REQUIRED TASK
Reproduce the review of Siddhartha Deb's novel below in full, word for word.

* begin PASSAGE *

“The Light at the End of the World” by Siddhartha Deb

Siddhartha Deb (photo: Nina Subin)

Siddhartha Deb’s The Light at the End of the World is a massive novel filled with conspiracies, uncertainty, madness and marvels, the inability to process the wide array of what is noticed and reported, and, indeed, what counts as reality. Here is the world, specifically India, except it isn’t. As one character responds in a quasi-interrogation to her alleged “betrayal” of India: “India is not a nation but a prisonhouse [sic] of possible nations.” As with India, so goes the world.

The novel appears to be three novellas framed by a fourth, except it isn’t. They share too much and are too closely linked in images, references, dead ends, ideologies, malaise, and a general premise—each main character is manipulated by a shadow entity into recovering or hiding information that will help the shadow restore its world order. The biggest threat to each character is a complete loss of identity.

* end PASSAGE *
* begin GIVEN ENTRIES *

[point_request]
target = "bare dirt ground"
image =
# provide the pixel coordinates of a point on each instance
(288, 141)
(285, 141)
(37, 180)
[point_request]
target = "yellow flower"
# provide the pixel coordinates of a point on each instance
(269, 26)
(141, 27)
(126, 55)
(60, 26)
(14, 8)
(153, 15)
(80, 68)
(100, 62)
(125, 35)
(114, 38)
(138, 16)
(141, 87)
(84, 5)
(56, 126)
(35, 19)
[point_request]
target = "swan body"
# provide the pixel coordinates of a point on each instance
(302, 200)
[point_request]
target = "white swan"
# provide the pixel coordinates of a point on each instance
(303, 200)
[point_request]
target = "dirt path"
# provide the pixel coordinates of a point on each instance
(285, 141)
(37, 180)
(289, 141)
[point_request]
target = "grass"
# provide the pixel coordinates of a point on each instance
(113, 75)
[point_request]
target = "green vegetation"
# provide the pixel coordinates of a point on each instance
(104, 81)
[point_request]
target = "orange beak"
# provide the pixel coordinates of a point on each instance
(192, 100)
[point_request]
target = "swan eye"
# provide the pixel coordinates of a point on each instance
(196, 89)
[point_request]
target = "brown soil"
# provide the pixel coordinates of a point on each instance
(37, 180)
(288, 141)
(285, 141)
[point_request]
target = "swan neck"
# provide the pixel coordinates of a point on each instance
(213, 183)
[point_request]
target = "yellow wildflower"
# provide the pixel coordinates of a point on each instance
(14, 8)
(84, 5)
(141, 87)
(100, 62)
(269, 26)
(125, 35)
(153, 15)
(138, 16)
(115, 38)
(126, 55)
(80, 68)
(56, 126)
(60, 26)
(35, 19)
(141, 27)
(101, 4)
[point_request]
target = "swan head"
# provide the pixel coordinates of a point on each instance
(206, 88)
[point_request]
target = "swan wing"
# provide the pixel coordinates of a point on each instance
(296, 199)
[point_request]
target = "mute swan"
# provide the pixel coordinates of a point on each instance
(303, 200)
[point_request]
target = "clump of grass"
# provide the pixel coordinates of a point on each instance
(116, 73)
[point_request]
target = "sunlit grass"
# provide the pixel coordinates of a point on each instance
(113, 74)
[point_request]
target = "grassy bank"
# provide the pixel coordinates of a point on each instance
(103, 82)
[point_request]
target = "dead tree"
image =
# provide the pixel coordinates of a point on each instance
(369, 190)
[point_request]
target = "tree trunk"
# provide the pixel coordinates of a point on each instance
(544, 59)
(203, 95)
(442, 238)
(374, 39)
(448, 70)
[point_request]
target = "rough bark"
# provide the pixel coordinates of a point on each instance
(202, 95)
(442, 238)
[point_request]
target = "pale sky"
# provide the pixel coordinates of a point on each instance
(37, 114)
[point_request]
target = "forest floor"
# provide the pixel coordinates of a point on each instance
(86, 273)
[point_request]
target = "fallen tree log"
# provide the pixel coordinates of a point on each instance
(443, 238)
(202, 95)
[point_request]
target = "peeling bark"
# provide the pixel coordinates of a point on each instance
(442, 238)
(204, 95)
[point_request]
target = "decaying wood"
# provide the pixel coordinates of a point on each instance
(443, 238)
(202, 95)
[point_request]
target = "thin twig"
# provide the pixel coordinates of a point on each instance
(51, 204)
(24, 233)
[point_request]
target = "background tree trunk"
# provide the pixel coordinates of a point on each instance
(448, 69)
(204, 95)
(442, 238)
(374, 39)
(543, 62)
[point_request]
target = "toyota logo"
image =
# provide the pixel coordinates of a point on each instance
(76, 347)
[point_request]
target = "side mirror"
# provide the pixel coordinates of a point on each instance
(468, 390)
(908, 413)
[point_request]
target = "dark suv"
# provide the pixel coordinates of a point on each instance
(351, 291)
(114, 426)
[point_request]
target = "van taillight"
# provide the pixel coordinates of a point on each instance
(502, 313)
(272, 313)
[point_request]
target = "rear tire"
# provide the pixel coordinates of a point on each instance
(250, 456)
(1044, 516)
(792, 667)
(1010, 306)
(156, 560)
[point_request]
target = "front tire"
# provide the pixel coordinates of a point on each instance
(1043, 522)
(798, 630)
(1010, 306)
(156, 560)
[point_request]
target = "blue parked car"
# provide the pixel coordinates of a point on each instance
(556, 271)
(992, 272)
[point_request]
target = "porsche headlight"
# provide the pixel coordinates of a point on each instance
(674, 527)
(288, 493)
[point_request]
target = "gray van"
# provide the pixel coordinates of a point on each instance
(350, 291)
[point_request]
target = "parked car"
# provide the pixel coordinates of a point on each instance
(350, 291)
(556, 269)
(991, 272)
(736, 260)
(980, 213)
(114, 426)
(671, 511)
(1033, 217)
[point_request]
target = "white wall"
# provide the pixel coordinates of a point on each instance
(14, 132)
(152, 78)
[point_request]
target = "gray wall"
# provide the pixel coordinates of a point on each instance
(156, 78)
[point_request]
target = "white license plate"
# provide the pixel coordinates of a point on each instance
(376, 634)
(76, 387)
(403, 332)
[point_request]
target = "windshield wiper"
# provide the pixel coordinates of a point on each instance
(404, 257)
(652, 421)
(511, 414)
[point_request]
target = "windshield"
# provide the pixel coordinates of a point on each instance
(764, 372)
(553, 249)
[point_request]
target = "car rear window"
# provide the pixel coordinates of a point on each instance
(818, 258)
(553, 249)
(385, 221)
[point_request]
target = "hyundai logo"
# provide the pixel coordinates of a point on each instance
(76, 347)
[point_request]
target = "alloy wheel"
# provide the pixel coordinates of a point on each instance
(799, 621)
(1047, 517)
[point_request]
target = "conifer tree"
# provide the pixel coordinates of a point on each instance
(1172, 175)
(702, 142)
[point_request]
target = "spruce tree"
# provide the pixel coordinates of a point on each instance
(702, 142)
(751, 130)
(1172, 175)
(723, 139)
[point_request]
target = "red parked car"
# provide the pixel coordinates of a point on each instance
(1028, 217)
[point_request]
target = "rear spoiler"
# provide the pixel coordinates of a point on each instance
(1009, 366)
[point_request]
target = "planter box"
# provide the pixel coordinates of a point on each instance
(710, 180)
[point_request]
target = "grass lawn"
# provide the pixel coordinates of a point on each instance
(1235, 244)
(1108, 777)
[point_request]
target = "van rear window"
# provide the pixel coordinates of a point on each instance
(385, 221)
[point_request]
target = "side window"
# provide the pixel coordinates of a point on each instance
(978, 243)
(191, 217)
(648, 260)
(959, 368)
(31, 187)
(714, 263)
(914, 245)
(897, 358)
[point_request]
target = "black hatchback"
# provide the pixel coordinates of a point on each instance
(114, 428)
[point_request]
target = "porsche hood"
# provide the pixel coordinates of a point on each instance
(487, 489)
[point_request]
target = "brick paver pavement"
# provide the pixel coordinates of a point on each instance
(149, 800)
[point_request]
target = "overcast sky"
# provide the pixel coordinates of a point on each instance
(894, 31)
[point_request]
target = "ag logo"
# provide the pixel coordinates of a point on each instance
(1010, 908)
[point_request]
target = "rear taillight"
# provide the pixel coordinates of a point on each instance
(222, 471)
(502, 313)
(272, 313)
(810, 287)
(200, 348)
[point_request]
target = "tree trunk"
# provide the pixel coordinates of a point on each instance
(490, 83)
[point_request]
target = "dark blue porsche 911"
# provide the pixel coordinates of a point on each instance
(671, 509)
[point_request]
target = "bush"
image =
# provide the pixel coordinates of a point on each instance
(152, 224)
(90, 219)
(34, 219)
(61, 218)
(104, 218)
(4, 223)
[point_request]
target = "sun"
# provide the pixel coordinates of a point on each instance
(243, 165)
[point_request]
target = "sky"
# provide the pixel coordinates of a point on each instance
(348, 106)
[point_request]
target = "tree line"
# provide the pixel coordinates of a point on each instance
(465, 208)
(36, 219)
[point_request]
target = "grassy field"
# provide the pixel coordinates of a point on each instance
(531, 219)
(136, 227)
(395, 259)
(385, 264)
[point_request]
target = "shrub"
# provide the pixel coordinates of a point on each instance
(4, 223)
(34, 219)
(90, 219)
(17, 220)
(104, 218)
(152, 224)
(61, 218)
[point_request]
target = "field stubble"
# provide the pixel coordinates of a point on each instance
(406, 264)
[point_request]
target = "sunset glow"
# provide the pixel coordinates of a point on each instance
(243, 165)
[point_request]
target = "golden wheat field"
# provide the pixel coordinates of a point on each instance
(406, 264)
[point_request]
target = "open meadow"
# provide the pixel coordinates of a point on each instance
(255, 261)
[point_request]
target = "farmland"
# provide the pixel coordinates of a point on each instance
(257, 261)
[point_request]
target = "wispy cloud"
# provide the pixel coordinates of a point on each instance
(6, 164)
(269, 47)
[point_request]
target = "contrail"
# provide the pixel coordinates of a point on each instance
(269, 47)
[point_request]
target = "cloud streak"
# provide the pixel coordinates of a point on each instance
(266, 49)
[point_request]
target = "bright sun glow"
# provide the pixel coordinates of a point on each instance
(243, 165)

* end GIVEN ENTRIES *

WRITTEN ANSWER
“The Light at the End of the World” by Siddhartha Deb

Siddhartha Deb (photo: Nina Subin)

Siddhartha Deb’s The Light at the End of the World is a massive novel filled with conspiracies, uncertainty, madness and marvels, the inability to process the wide array of what is noticed and reported, and, indeed, what counts as reality. Here is the world, specifically India, except it isn’t. As one character responds in a quasi-interrogation to her alleged “betrayal” of India: “India is not a nation but a prisonhouse [sic] of possible nations.” As with India, so goes the world.

The novel appears to be three novellas framed by a fourth, except it isn’t. They share too much and are too closely linked in images, references, dead ends, ideologies, malaise, and a general premise—each main character is manipulated by a shadow entity into recovering or hiding information that will help the shadow restore its world order. The biggest threat to each character is a complete loss of identity.